Autumn mountains Abisko

First things first, I want to get my next two papers out. I hope to get three papers out of the way before I started to work on the first ‘main’ paper of my PhD. I am still on track, as the first one got published in March 2014, the second one is facing the reviewers right at the moment and the third one saw his major breakthrough in the data analysis just some weeks ago. I will still focus on these stories until April cause then I will go to…

Chile

The first week of Chile will bring the final fieldwork for our first experiment. We will collect the very last data of our first experiment and add them to the finished dataset from Sweden. Then we will have enough information to disentangle the effects of disturbance, nutrients and propagule pressure on alien success on different elevations. And then, it is writing, writing, writing as I might want to aim high for this one… until summer, when we have fieldwork plans again in…

Guanaco1

Sweden

Experiment number two will be finished this summer, providing us enough information on the roll of microclimate and topography in my PhD-story. We will go back again two times to the high north, to count winter survival and harvest summer growth, as well as to set up a small new experiment. But we have even bigger plans than those, as we will step up our game in the…

Plot with a view

Global network

We set up a project in a somewhat bigger dimension together with all our partners of the MIREN-network. We will install a microclimatic measurement system in mountains and roadsides in 8 different regions on all continents except for Antarctica. While 2014 served to think out the project, in 2015 it should go to full speed, providing us with a first year of data in 2016. But I am thinking already about 2017, when these plans will result in the most important publications of my PhD! A long-term project, but not free of ambition.

● **Task details**
Reproduce, word for word, the part of the PhD fieldwork plans text between "Plot with a" and "free of ambition.", inclusive.

● **Information given**
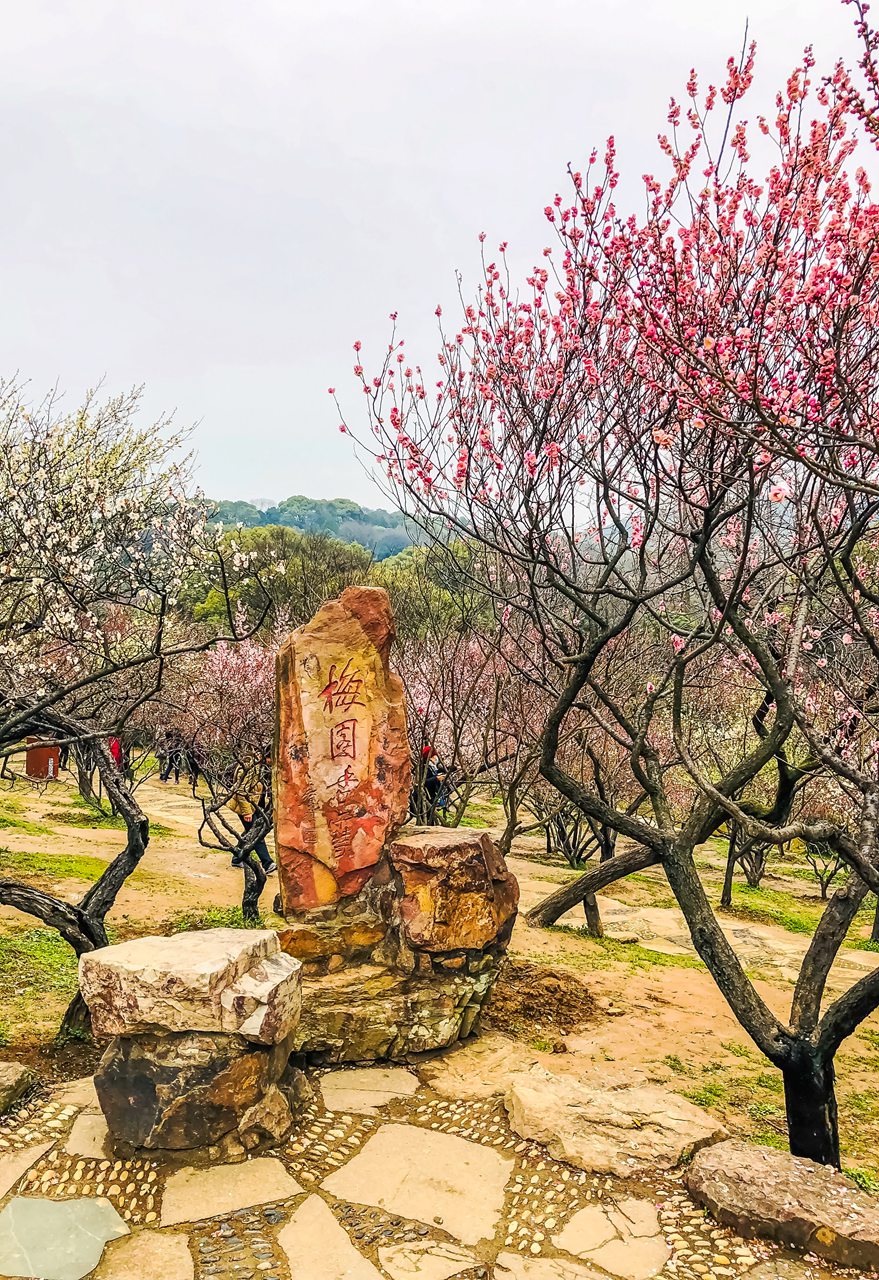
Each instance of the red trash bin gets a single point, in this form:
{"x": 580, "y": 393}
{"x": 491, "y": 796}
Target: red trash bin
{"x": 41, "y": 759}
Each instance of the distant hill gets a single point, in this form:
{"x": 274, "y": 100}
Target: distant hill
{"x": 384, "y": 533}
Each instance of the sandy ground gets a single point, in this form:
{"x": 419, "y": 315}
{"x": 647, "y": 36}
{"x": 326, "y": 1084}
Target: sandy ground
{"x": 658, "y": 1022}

● **Task solution**
Plot with a view

Global network

We set up a project in a somewhat bigger dimension together with all our partners of the MIREN-network. We will install a microclimatic measurement system in mountains and roadsides in 8 different regions on all continents except for Antarctica. While 2014 served to think out the project, in 2015 it should go to full speed, providing us with a first year of data in 2016. But I am thinking already about 2017, when these plans will result in the most important publications of my PhD! A long-term project, but not free of ambition.